# [Source extract]
━━━
Fred Quimby, William Hanna and Joseph Barbera remade the cartoon in CinemaScope in 1955.[3] This post-World War II version of the film, entitled Good Will to Men, is narrated by a deacon mouse who tells the story to a choir of mice preparing for a Christmas service. Good Will to Men featured updated and even more destructive forms of warfare technology such as flamethrowers, bazookas and missiles, and instead of the final battle being man-to-man, humanity is driven to extinction by a mutually assured nuclear holocaust.[7] This version did not explain why humans were constantly at war, only that the deacon believed they were eager to kill each other for killing's sake; it also does not reference the line of rebuilding, instead quoting love your neighbor as yourself as the foundation for society's future. This new version was also nominated for the Best Animated Short Subject Oscar, but lost to Speedy Gonzales. This film was the last animated production for producer Fred Quimby before his retirement in May 1955.
━━━
# [Instruction A]
Check each statement against the passage on the 1955 cartoon remake and answer yes or no, quoting the words from it that decide the matter. (i) The remake is narrated by a deacon mouse. (ii) The remake won the Best Animated Short Subject Oscar. (iii) The remake explains why humans were constantly at war.
━━━
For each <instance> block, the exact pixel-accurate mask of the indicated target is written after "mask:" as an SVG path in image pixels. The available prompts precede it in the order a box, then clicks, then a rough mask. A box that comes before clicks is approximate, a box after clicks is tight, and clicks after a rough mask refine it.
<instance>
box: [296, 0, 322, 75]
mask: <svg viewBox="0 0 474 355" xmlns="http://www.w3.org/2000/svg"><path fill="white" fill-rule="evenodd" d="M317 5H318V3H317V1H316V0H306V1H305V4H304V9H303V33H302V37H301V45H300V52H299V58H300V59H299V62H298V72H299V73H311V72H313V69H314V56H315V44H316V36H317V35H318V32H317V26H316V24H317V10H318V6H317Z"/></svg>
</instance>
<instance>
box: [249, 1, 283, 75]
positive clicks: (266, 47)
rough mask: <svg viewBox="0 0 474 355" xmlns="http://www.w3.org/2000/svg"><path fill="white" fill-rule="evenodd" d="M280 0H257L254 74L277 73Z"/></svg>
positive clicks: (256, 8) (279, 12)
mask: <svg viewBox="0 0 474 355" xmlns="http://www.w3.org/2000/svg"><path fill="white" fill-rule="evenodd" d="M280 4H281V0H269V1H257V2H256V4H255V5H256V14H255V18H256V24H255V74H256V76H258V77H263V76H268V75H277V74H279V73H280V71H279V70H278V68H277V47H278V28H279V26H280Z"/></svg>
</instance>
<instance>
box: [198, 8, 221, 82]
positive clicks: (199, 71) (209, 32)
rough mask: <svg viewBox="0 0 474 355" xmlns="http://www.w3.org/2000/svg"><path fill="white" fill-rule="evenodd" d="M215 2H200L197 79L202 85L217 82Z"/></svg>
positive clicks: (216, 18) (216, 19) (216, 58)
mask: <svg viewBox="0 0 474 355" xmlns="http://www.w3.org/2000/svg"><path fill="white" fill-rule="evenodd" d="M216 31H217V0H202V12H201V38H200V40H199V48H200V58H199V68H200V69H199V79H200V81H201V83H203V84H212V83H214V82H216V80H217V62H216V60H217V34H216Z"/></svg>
━━━
# [Instruction B]
Please rewrite the records as a numbered list, from their first line to the line with "box: [296, 0, 322, 75]", leaving out blank lines.

# [Response area A]
(i) Yes: "is narrated by a deacon mouse who tells the story to a choir of mice preparing for a Christmas service"
(ii) No: "was also nominated for the Best Animated Short Subject Oscar, but lost to Speedy Gonzales"
(iii) No: "This version did not explain why humans were constantly at war"

# [Response area B]
1. For each <instance> block, the exact pixel-accurate mask of the indicated target is written after "mask:" as an SVG path in image pixels. The available prompts precede it in the order a box, then clicks, then a rough mask. A box that comes before clicks is approximate, a box after clicks is tight, and clicks after a rough mask refine it.
2. <instance>
3. box: [296, 0, 322, 75]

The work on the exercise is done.